→ What to do
Rescale the part of the records that opens with the line containing "Q: Find one point on every instance of the drainpipe" and runs through the end of the records, and write out only those lines again, requests included. Multiply every point coordinate in the answers by 0.3 and round to whole numbers, with halves rounded up.

╭─ Material for this exercise

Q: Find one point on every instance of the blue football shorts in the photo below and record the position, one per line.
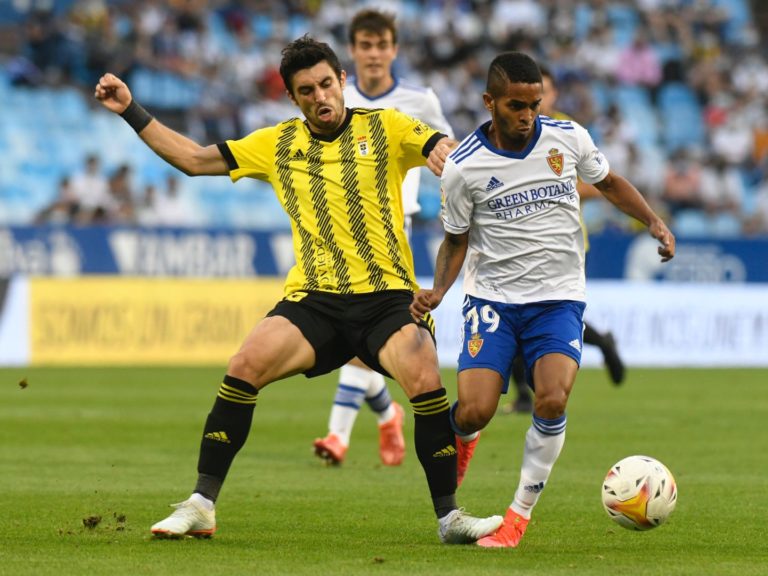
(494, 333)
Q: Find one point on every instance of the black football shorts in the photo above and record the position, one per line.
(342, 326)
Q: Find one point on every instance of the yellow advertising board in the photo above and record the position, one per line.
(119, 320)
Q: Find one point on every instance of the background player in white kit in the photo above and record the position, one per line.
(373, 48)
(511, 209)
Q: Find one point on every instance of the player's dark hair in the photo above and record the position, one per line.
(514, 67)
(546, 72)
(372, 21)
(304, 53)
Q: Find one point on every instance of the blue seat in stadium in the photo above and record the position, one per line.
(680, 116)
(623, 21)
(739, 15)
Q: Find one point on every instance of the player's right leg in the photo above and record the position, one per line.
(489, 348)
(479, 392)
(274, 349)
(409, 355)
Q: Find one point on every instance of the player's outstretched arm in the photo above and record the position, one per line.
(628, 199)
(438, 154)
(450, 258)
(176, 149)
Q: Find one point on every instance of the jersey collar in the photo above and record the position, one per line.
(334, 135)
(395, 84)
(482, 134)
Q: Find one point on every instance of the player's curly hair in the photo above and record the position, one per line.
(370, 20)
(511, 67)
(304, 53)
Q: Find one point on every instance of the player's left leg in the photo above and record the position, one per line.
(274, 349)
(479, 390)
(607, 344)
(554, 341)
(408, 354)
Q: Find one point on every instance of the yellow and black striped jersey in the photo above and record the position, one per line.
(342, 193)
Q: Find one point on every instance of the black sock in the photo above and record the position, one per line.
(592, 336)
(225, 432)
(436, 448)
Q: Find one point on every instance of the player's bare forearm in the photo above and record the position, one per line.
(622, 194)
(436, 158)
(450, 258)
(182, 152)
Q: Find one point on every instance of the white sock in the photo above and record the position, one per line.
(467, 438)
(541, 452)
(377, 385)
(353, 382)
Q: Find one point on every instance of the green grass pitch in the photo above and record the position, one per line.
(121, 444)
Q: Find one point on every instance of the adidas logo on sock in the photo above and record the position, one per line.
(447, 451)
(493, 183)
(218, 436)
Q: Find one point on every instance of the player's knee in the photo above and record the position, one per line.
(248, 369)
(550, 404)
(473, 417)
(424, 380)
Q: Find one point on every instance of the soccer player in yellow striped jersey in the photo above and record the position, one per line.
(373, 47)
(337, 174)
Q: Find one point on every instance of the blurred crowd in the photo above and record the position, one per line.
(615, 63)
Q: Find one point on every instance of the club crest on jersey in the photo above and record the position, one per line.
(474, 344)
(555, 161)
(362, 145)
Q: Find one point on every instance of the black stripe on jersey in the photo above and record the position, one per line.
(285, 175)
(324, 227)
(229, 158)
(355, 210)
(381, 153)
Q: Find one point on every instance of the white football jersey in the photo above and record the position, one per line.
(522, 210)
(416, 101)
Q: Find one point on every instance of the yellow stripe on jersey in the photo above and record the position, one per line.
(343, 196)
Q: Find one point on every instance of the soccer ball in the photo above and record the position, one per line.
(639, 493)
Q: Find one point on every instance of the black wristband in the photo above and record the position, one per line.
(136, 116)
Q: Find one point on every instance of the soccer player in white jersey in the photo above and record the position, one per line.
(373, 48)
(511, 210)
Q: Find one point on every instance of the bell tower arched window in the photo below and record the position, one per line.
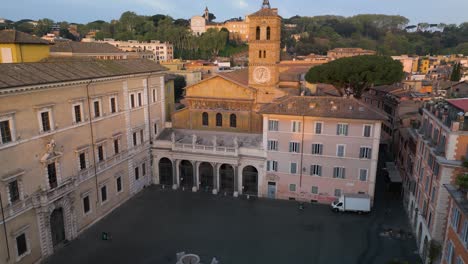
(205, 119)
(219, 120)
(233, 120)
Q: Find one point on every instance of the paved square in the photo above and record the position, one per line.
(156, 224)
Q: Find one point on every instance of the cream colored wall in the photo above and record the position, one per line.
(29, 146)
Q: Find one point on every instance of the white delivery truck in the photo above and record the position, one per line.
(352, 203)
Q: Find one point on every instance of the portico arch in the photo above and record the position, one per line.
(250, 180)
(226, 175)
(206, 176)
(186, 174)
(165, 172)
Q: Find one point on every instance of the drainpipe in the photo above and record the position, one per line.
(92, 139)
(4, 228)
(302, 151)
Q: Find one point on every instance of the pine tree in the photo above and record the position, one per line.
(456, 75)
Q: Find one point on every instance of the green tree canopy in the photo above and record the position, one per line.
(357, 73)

╰─

→ The solution
Q: Find one point on every instance of the drainpipe in the photo above and record the position, one per line.
(28, 42)
(1, 68)
(91, 45)
Q: Find one point on every instance of the pine tree in the photo above and record the position, one per line.
(137, 23)
Q: Find one point on every instance of the green tree canopy in the photo above and record the position, one per line.
(107, 22)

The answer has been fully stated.